The semester starts soon, and against my better judgement I have decided to study towards a third university degree, the "LLB" (Bachelor in Law), or rather, a post-graduate equivalent. Without 'bleating' or ranting about the cost (which is not the university's fault, but the government's, since they slashed 84% of all Higher Education funding back in 2016, which naturally does not affect the already avariciously rich nobs, but only the ordinary hard working God fearing honest people of this once great nation), I have been looking at how much I am going to have to fork out. It's a lot of money (over one and a half grand per course ['module'], meaning it will probably cost me somewhere in the region of eight thousand pounds, and then some). The university have been very kind in approving my application for further study and I am looking forward to having a purpose again.
I have, however, been rather ill this morning. Someone at work was ill all day yesterday, and I perhaps caught it from them. It was bloody awful, the whole morning. Were it not for little Ronulus Latrator I would surely have felt much worse. It is said that dogs can sense people's emotions and read people's faces much better than many other species of animal. I even read recently that a study in Japan proved that dogs actually cry when they see their owners after being separated from them for some time. Little Ronulus Latrator is the best dog in the world, a weight of support in trying times, a thoroughly good chap.
Back to law. Naturally, instead of reading about modern law, I have instead been reading (translating) Cicero's De Legibus. I dimly recall that somewhere in the writings of Ammianus Marcellinus there was a brief paragraph explaining the different approaches ancient lawyers took to tackling cases, which again may be instrumental. I also recently bought a copy of Isaeus' works. This was an Attic orator that specialised in inheritance law. His speeches are excellent, because many of them are brief.

[Stored data entries]
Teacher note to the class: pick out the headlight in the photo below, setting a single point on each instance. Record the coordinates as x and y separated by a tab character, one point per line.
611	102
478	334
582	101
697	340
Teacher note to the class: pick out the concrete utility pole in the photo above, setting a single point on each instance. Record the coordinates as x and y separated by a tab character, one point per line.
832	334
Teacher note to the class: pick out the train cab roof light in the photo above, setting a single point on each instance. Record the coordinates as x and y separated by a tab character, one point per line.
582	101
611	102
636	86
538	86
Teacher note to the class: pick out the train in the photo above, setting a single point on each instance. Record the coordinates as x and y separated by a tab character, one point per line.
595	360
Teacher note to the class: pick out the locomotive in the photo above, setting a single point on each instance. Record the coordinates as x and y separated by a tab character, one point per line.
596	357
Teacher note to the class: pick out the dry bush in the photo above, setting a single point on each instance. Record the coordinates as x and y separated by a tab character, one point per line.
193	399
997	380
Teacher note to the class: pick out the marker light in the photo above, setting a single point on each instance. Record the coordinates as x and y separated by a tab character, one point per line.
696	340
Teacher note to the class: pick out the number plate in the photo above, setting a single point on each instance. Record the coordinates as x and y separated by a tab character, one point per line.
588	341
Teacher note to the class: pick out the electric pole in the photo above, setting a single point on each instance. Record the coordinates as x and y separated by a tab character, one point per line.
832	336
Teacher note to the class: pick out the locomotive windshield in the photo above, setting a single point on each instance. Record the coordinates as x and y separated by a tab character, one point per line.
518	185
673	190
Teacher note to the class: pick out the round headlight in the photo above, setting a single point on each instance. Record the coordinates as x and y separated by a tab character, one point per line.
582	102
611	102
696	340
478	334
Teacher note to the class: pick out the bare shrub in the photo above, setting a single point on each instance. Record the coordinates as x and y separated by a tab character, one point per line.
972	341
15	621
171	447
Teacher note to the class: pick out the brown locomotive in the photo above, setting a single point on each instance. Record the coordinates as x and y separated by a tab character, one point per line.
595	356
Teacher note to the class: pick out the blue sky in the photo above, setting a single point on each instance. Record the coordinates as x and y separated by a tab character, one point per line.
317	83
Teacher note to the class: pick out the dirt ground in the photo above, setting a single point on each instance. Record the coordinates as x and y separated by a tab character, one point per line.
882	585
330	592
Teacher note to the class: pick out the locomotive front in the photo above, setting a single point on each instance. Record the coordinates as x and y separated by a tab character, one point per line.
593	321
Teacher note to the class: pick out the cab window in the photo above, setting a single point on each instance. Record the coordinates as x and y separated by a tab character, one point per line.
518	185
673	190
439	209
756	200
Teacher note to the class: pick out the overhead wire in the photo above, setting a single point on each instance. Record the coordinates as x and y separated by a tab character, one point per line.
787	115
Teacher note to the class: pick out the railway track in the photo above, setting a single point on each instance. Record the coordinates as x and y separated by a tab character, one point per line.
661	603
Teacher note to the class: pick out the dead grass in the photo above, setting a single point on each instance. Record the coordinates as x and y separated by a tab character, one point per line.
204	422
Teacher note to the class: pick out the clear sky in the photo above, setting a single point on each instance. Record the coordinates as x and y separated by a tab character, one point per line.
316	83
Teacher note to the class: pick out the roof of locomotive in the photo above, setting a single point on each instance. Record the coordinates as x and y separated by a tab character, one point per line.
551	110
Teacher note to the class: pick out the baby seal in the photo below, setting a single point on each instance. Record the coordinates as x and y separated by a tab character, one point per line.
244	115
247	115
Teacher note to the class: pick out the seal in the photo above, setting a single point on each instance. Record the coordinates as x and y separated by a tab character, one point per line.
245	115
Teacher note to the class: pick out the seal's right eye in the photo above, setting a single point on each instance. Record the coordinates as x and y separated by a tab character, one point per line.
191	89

WORK INSTRUCTION 1:
According to the blog post, whose works did the writer recently buy?
WORK INSTRUCTION 2:
Do these statements agree with the blog post? Answer yes or no for each, quoting the words that decide it. (a) The writer expects the new degree to cost roughly eight thousand pounds. (b) The writer has been reading about modern law. (c) The writer read about a study in Japan on dogs crying when they see their owners again.
WORK INSTRUCTION 3:
Repeat the blog post word for word from "Back to law." to "them are brief.".

WRITTEN RESPONSE 1:
Isaeus, an Attic orator who specialized in inheritance law.

WRITTEN RESPONSE 2:
(a) Yes: "it will probably cost me somewhere in the region of eight thousand pounds"
(b) No: "instead of reading about modern law, I have instead been reading (translating) Cicero's De Legibus"
(c) Yes: "a study in Japan proved that dogs actually cry when they see their owners after being separated from them for some time"

WRITTEN RESPONSE 3:
Back to law. Naturally, instead of reading about modern law, I have instead been reading (translating) Cicero's De Legibus. I dimly recall that somewhere in the writings of Ammianus Marcellinus there was a brief paragraph explaining the different approaches ancient lawyers took to tackling cases, which again may be instrumental. I also recently bought a copy of Isaeus' works. This was an Attic orator that specialised in inheritance law. His speeches are excellent, because many of them are brief.